***** MATERIAL PROVIDED *****

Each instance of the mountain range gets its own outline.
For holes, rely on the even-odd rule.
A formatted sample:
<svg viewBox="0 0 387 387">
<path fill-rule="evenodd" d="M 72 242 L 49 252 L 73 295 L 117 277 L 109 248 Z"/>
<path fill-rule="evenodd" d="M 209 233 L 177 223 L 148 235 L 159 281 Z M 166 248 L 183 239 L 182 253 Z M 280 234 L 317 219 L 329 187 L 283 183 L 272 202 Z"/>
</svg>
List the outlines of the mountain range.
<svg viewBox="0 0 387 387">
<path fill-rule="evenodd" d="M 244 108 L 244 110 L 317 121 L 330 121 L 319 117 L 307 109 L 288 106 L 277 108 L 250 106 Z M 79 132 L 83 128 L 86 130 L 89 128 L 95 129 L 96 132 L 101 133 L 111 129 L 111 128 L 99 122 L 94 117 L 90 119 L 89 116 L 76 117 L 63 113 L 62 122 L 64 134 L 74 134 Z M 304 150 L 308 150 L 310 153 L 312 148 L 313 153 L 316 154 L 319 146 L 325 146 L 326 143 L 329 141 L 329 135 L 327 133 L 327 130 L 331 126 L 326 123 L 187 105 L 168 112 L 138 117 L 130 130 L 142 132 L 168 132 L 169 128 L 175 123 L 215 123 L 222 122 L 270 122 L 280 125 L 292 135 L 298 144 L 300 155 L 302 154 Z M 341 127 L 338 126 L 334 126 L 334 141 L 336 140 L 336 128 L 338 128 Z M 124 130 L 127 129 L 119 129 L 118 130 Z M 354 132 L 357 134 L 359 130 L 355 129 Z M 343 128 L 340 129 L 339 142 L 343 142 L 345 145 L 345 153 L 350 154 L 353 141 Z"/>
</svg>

*****

- TASK -
Render every line of the data above as a numbered list, leaving out any blank lines.

- TASK RESULT -
1. Each instance of the mountain range gets its own outline.
2. For holes, rely on the even-odd rule.
3. A formatted sample:
4. <svg viewBox="0 0 387 387">
5. <path fill-rule="evenodd" d="M 72 242 L 49 252 L 73 295 L 117 277 L 109 248 Z"/>
6. <path fill-rule="evenodd" d="M 209 233 L 177 223 L 148 235 L 159 281 Z M 166 248 L 183 239 L 182 253 Z M 280 234 L 317 219 L 329 187 L 283 183 L 272 202 Z"/>
7. </svg>
8. List the outlines of the mountain range.
9. <svg viewBox="0 0 387 387">
10. <path fill-rule="evenodd" d="M 244 108 L 244 110 L 317 121 L 330 121 L 319 117 L 307 109 L 288 106 L 277 108 L 250 106 Z M 79 132 L 83 128 L 86 130 L 89 128 L 95 129 L 96 132 L 101 133 L 111 129 L 111 128 L 99 122 L 94 117 L 90 119 L 89 116 L 76 117 L 63 113 L 62 122 L 64 134 L 74 134 Z M 304 150 L 308 150 L 310 153 L 312 148 L 313 153 L 316 154 L 319 146 L 325 146 L 326 143 L 329 141 L 329 135 L 327 133 L 327 130 L 331 126 L 326 123 L 187 105 L 168 112 L 138 117 L 130 130 L 142 132 L 168 132 L 169 128 L 175 123 L 215 123 L 222 122 L 270 122 L 280 125 L 292 135 L 298 144 L 300 155 L 302 154 Z M 341 127 L 338 126 L 334 126 L 334 141 L 336 140 L 336 128 L 338 128 Z M 124 130 L 127 129 L 119 129 L 118 130 Z M 354 132 L 357 134 L 359 130 L 355 129 Z M 343 128 L 340 129 L 339 142 L 343 142 L 345 145 L 345 153 L 350 154 L 353 141 Z"/>
11. </svg>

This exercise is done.